For iron prints and Epson 890/1290 dye, Epson 2100 and HP 9180 pigment
inksets Yellow was always stronger to me. But that's not by measuring UV
densities with a UV densitometer, it's just by inspecting the CDRP prints;
most often (if the process ER is relatively shorter than what is needed
for pure Pd printing - to be specific), the 2nd line wasn't showing even a
hint of tone (but pure white) whereas the 1st line was showing tone at the
left part. And when the 2nd line was showing tone, white was chiming in
earlier (more on the right) than the 1st line. That's the cause of my
reasoning. Maybe I'm reading the CDRP tests incorrectly???
Thanks for joining.

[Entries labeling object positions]

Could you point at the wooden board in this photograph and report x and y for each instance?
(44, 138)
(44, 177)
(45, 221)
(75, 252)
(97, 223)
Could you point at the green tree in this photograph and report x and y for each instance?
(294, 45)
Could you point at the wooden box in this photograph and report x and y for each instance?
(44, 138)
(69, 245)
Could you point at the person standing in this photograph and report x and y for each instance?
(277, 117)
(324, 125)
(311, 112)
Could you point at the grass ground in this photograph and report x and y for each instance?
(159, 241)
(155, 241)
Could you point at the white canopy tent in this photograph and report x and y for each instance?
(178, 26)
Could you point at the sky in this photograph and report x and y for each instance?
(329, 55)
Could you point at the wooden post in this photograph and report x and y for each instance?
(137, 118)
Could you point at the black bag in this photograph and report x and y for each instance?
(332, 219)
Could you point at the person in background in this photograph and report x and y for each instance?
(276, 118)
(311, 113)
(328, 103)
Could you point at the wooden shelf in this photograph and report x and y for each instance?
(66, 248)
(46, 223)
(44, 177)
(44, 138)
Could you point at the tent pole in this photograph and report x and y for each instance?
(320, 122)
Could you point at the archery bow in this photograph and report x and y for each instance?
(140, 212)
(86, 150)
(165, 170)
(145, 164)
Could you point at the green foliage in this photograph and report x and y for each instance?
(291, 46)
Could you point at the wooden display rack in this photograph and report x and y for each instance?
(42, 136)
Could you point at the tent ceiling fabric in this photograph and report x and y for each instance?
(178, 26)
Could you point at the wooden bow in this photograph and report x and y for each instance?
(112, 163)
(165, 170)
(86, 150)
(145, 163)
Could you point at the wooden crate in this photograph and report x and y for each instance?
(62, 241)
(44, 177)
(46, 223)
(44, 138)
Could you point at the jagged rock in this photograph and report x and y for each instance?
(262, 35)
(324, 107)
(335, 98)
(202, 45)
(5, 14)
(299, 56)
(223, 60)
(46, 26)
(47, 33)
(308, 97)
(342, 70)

Written tasks:
1. In the post about ink testing, how did the writer conclude that Yellow was stronger?
2. Copy the post about ink testing between "For iron prints" and "Thanks for joining.", inclusive.

Replies:
1. By inspecting the CDRP prints, not by measuring UV densities with a UV densitometer.

2.
For iron prints and Epson 890/1290 dye, Epson 2100 and HP 9180 pigment
inksets Yellow was always stronger to me. But that's not by measuring UV
densities with a UV densitometer, it's just by inspecting the CDRP prints;
most often (if the process ER is relatively shorter than what is needed
for pure Pd printing - to be specific), the 2nd line wasn't showing even a
hint of tone (but pure white) whereas the 1st line was showing tone at the
left part. And when the 2nd line was showing tone, white was chiming in
earlier (more on the right) than the 1st line. That's the cause of my
reasoning. Maybe I'm reading the CDRP tests incorrectly???
Thanks for joining.